■ **Exercise objective**: Could you carry on the passage about the GLOBE Japan Center's staff and trainings from where it stops?

■ **Selected passage**:

The staff of the GLOBE Japan Center (above) conduct GLOBE trainings along with staff not pictured here: Dr. Misao Oi, Dr. Mikio Kimata, Prof. Eichiro Harako, and Dr. Yasunori Sawada. Their diverse backgrounds enable them to train all GLOBE protocols –from atmosphere to GPS– during two-day training events that take place annually in June. Every other year, a student conference takes place where students present the results of their field studies and GLOBE research. Staff members also visit GLOBE schools for the exchange of information and knowledge and for the purpose of keeping in touch with each school's unique needs.

■ **Material supplied**:

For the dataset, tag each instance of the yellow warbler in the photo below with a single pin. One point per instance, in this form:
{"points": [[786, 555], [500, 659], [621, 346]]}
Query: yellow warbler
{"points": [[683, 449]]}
--
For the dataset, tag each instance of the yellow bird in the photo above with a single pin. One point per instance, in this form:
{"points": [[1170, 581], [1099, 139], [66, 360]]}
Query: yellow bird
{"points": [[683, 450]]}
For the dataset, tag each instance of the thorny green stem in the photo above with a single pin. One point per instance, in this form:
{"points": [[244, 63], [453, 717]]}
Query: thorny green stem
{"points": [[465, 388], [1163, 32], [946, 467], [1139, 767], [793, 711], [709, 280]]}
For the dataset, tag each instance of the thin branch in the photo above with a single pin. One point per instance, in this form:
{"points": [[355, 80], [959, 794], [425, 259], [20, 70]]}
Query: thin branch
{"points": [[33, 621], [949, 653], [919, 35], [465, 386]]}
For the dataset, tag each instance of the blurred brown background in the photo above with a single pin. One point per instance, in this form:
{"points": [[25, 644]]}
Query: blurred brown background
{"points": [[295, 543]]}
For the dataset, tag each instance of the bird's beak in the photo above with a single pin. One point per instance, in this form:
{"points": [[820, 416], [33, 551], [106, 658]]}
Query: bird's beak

■ **Expected answer**:
The staff originally was focused on the  Environmental Investigation and Learning Networks (EILENet) which was composed six special programs: urban heat island phenomena, commuting with water, acid deposition and its effects, dandelions in the environment, food culture and lifestyle, and soundscapes. However, this program was absorbed into the GLOBE Program, which encourages an integrated approach to the study of local issues across the curriculum, through the use of GLOBE protocols.

This year, our GLOBE colleagues in Japan intend to publish the results of GLOBE activities in Japan, in Japanese.

"It is very important for students to be able to examine their own environment with their own original data from a global perspective. GLOBE helps students ‘think globally, act locally.'" said Dr. S. Yamashita.